# Estimating Software



## customhome (Jan 19, 2004)

I work for a Custom Home Builder/Remodeler and I'm in need of help, here is the situation:

-Currently we use a custom built program that is built for a Mac.
-We have switched all of our computers to Windows systems except for the one that has that program.
-The Mac program is versatile, detailed, and easliy manipulated for constantly changing costs and situations.
- We have another program, Timberline Estimating (including a great digitizer), that was purchased to be our next program for bidding. 
- I started at this company after the purchase, and now am wondering if Timberline is going to be versatile enough for us. 
- The database seems difficult to update and the whole program not as versatile as our Mac program.

I'm just looking for anyone who uses Timberline and could give me some input, or anyone who uses another program that they would reccomend.

Thank you!


----------



## Grumpy (Oct 8, 2003)

Can you tell us what language this custom built program is based? If it's a simple spreadsheet program this can be converted to a windows format. I've heard of programs that allow you to run windows software on mac, but not sure if there is sch a thing that works in the opposite, Check www.download.com

Mac and Win will network together. Perhaps keep one Mac around for the bidding.

I use a custom spreadhsheet for each phase of the job. We don't build houses (yet) but we do many types of exterior construction (roofing siding etc) I bid each phase like a seperate job, it works great and since it is for excell it will work on any computer that can run excell, and some that dont.

- - - -

### Task 1
In the estimating software thread, rewrite the paragraph beginning "I use a custom spreadhsheet" as a shorter bulleted list that keeps its main facts.
### Task 2
According to the estimating software thread, what program was purchased to be the company's next program for bidding?

- - - -

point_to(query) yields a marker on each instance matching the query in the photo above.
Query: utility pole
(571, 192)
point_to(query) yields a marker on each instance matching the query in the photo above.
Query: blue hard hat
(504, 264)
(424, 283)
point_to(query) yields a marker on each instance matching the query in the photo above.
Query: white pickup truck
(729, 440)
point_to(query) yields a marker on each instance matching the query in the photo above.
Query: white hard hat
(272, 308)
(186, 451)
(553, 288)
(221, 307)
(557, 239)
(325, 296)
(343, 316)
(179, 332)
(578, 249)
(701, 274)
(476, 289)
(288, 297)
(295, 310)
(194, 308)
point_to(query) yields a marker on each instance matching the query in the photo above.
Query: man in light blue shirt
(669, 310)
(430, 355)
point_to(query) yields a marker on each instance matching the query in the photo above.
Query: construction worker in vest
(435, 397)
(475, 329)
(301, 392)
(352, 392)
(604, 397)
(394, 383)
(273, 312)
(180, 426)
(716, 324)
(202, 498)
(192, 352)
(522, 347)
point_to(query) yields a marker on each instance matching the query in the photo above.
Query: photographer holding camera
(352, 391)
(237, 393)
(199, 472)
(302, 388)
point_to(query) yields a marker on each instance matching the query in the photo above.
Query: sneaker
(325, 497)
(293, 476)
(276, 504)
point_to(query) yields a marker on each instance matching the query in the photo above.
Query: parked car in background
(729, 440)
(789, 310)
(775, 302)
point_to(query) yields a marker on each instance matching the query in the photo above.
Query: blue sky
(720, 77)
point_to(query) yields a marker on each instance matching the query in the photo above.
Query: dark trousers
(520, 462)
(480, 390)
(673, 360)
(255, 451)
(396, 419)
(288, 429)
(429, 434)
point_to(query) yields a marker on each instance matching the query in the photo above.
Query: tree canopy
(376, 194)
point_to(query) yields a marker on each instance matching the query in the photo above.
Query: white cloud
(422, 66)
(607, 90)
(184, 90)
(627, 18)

- - - -

### Task output 1
- Uses a custom spreadsheet for each phase of a job
- Doesn't build houses yet, but does many types of exterior construction, such as roofing and siding
- Bids each phase as a separate job, which works great
- The spreadsheet is for Excel, so it runs on any computer that can run Excel

### Task output 2
Timberline Estimating, including a digitizer.